Work order: Could you write out the records below exactly, without omitting a line?
Start of Block
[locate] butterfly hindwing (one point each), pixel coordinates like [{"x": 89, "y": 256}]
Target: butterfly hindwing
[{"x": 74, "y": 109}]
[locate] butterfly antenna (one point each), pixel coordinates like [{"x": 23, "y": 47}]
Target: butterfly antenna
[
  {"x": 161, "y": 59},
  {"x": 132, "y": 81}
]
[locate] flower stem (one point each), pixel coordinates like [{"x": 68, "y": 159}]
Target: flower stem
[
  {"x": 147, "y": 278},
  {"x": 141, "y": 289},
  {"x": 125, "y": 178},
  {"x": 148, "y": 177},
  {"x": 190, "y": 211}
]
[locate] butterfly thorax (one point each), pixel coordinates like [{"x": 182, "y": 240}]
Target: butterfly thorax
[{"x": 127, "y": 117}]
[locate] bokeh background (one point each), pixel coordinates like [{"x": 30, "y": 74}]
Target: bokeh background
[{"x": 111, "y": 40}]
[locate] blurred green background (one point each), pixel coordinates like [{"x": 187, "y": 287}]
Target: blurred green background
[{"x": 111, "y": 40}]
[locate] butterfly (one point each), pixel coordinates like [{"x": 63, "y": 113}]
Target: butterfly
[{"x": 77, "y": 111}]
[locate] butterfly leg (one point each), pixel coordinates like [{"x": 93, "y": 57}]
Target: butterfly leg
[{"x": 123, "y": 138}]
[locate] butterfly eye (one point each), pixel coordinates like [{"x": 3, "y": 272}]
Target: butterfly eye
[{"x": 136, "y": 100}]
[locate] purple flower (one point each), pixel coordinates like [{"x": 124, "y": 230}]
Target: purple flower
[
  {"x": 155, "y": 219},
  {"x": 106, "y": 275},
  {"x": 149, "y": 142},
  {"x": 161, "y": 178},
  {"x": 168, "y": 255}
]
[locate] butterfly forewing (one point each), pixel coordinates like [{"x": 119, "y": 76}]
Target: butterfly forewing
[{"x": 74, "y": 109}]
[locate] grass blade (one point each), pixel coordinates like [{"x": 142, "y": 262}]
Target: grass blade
End of Block
Response to this task:
[locate] butterfly hindwing (one point each), pixel coordinates like [{"x": 89, "y": 256}]
Target: butterfly hindwing
[{"x": 74, "y": 109}]
[locate] butterfly antenna (one point each), pixel coordinates like [{"x": 23, "y": 47}]
Target: butterfly antenna
[
  {"x": 161, "y": 59},
  {"x": 132, "y": 81}
]
[locate] flower stem (one point each), pixel coordinates like [{"x": 68, "y": 159}]
Target: flower stem
[
  {"x": 147, "y": 278},
  {"x": 141, "y": 289},
  {"x": 125, "y": 178},
  {"x": 148, "y": 177},
  {"x": 190, "y": 211}
]
[locate] butterfly thorax (one point each), pixel coordinates like [{"x": 182, "y": 240}]
Target: butterfly thorax
[{"x": 127, "y": 117}]
[locate] bokeh background (one point each), pixel coordinates like [{"x": 30, "y": 74}]
Target: bokeh background
[{"x": 111, "y": 40}]
[locate] blurred green background (one point each), pixel coordinates like [{"x": 187, "y": 287}]
Target: blurred green background
[{"x": 111, "y": 40}]
[locate] butterfly (one point each), pixel coordinates like [{"x": 63, "y": 113}]
Target: butterfly
[{"x": 77, "y": 111}]
[locate] butterfly leg (one point each), pixel coordinates like [{"x": 93, "y": 57}]
Target: butterfly leg
[{"x": 123, "y": 138}]
[locate] butterfly eye (one point each), pixel coordinates like [{"x": 3, "y": 272}]
Target: butterfly eye
[{"x": 136, "y": 100}]
[locate] purple flower (one point each), pixel coordinates like [{"x": 124, "y": 230}]
Target: purple flower
[
  {"x": 155, "y": 219},
  {"x": 106, "y": 275},
  {"x": 149, "y": 142},
  {"x": 161, "y": 178},
  {"x": 168, "y": 255}
]
[locate] butterfly forewing (one point each), pixel coordinates like [{"x": 119, "y": 76}]
Target: butterfly forewing
[{"x": 74, "y": 109}]
[locate] grass blade (one point each), pixel coordinates like [{"x": 142, "y": 262}]
Target: grass blade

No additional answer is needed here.